> _Given request 1_:
Identify every line in the records that contains the word "stone", treating case as significant, and copy each such line.

> _Extract provided_:
____________________
Step 2: Create a method that accepts an item dictionary and creates a material calculator URL that can be scraped to obtain the material score

In [69]:
# This is the base calculator URL
calculator_url = "https://www.selflessclothes.com/blog/sustainability-calculator/?"

# This is the goal url to obtain the scores based on the materials,
# it uses query params like this:
# material=ACRYLIC&material=LYOCELL&material=LINEN&percentage=58&percentage=26&percentage=16
# to generate a score:
goal = "https://www.selflessclothes.com/blog/sustainability-calculator/?material=ACRYLIC&material=LYOCELL&material=LINEN&percentage=58&percentage=26&percentage=16"

In [70]:
def get_material_score(item):
    # List of accepted parameters by the calculator
    material_params = ["COTTON", "RECYCLED_COTTON", "ORGANIC_COTTON", 
                    "POLYESTER", "RECYCLED_POLYESTER", "NYLON", 
                    "RECYCLED_NYLON", "ACRYLIC", "SPANDEX", 
                    "FLAX", "LINEN", "HEMP", "CUPRO", 
                    "LYOCELL", "TENCEL_LYOCELL_LENZING", 
                    "REFIBRA_TENCEL_LYOCELL_LENZING", "MODAL", 
                    "TENCEL_MODAL_LENZING", "VISCOSE", "VISCOSE_BAMBOO", 
                    "VISCOSE_ASIA_LENZING", "VISCOSE_EU_LENZING",
                    "SILK", "ALPACA", "WOOL", "RECYCLED_WOOL", 
                    "CASHMERE", "RECYCLED_CASHMERE"]
    
    # Base calculator URL
    calculator = "https://www.selflessclothes.com/blog/sustainability-calculator/?"

    # Extract the materials out of the item dictionary for calculator URL's query parameters
    materials_and_percents = {key: value for key, value in item.items() if key != 'item'}

    goal_params = []

    # Check if the materials are in the material parameters that the website uses
    for material, percent in materials_and_percents.items():
        if material.upper() in material_params:
            goal_params.extend([f"material={material.upper()}", f"percentage={percent}"])
____________________
> _Given request 2_:
Answer the following questions using the code excerpt above.
(a) Which three materials appear in the query parameters of the goal URL?
(b) Which dictionary key is left out when the materials and percentages are extracted from the item?
(c) What conversion is applied to a material name before it is checked against the list of accepted parameters?
____________________
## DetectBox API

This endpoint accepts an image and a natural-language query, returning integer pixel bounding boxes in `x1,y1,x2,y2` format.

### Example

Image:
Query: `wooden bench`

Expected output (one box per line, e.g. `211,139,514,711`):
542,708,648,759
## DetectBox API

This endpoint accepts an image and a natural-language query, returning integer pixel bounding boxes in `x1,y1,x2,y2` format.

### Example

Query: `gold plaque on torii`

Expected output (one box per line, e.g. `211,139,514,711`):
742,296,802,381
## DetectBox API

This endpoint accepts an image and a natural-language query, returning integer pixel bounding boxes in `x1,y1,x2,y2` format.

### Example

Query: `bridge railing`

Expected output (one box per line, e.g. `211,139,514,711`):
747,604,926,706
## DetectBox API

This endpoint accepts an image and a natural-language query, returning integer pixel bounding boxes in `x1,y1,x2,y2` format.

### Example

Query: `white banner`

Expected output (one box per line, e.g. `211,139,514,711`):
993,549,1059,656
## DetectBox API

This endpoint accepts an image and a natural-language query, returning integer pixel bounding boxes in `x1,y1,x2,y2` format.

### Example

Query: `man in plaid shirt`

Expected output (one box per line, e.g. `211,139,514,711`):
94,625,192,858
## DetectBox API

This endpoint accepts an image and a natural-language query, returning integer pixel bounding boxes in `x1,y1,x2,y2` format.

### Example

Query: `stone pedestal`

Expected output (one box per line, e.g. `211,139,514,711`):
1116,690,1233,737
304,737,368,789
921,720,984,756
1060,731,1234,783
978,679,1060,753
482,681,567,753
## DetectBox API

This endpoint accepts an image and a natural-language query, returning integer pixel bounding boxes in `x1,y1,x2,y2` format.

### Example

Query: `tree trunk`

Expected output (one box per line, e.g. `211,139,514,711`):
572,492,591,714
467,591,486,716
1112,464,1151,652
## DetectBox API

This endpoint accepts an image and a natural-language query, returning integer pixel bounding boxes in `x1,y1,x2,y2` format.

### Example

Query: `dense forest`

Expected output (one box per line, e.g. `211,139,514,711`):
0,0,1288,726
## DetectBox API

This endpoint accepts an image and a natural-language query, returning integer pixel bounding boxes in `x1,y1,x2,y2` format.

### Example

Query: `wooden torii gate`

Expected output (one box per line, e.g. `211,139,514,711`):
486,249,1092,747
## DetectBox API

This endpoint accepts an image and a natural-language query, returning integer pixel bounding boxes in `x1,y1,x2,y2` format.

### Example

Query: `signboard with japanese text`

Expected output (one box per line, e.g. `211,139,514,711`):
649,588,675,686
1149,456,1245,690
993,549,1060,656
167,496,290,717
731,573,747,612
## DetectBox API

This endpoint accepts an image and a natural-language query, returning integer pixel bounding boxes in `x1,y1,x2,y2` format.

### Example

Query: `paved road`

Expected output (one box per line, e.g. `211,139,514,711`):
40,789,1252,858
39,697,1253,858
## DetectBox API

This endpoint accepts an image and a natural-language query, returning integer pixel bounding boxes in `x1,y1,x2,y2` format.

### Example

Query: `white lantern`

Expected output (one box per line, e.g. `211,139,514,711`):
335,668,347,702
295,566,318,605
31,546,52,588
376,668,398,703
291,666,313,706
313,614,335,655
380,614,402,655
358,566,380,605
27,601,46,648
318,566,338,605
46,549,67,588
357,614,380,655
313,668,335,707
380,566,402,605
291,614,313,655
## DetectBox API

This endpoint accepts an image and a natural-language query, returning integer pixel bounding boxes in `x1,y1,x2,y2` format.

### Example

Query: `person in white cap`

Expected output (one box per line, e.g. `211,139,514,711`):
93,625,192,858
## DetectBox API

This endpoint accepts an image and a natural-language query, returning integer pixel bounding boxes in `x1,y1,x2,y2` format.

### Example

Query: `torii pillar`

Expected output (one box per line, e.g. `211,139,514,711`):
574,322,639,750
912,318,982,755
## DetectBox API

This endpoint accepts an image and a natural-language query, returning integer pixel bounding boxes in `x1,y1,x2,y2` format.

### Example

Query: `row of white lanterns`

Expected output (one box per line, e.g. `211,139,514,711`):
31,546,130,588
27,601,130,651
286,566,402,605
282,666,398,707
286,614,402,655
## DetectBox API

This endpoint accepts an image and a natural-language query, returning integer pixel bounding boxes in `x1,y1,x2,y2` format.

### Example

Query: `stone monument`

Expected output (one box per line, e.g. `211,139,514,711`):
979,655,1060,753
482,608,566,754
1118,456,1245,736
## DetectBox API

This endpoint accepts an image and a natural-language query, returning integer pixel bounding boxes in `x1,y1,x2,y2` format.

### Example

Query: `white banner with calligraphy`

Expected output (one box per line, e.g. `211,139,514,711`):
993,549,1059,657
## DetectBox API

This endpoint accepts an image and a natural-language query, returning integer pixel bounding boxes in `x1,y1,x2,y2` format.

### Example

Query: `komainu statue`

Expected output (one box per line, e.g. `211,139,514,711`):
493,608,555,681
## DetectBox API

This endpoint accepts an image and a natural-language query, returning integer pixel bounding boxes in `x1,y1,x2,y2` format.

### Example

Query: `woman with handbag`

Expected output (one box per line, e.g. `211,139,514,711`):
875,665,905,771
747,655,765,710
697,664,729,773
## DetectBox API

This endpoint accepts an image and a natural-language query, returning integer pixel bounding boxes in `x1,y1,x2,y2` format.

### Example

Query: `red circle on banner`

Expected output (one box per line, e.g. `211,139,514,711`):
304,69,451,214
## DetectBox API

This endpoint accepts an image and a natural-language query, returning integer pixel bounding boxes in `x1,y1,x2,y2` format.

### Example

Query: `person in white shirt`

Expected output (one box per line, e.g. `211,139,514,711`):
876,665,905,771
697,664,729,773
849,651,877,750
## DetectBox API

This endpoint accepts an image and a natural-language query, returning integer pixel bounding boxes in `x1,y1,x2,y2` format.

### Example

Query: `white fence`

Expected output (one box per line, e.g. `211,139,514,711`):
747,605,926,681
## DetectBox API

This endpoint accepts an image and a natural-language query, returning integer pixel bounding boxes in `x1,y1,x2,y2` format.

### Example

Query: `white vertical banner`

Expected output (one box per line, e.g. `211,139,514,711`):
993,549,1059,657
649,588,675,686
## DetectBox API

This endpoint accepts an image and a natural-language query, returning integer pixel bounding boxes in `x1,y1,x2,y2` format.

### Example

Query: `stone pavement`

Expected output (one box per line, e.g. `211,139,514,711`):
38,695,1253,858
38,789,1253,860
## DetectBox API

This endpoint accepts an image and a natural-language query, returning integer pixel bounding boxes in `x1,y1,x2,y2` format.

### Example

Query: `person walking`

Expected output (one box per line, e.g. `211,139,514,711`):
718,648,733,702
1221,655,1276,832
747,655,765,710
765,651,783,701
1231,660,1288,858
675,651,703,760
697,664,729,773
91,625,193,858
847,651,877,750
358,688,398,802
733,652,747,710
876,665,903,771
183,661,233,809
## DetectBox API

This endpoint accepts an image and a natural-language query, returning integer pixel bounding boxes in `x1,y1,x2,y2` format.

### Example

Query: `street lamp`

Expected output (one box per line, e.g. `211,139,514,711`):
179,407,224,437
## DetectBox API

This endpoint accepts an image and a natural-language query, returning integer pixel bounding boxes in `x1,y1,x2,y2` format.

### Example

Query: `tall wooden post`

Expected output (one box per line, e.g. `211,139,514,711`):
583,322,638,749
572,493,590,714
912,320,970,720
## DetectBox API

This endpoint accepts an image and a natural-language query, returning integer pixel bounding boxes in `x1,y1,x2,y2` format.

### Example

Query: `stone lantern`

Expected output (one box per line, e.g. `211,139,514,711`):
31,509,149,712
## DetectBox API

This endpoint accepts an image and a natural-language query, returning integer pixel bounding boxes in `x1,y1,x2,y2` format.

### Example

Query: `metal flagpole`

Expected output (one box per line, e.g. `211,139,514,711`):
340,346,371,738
____________________
> _Written solution 1_:
Query: `stone pedestal`
Query: `stone monument`
Query: `stone pavement`
Query: `stone lantern`

> _Written solution 2_:
(a) ACRYLIC, LYOCELL and LINEN.
(b) The key 'item'.
(c) It is converted to uppercase with upper().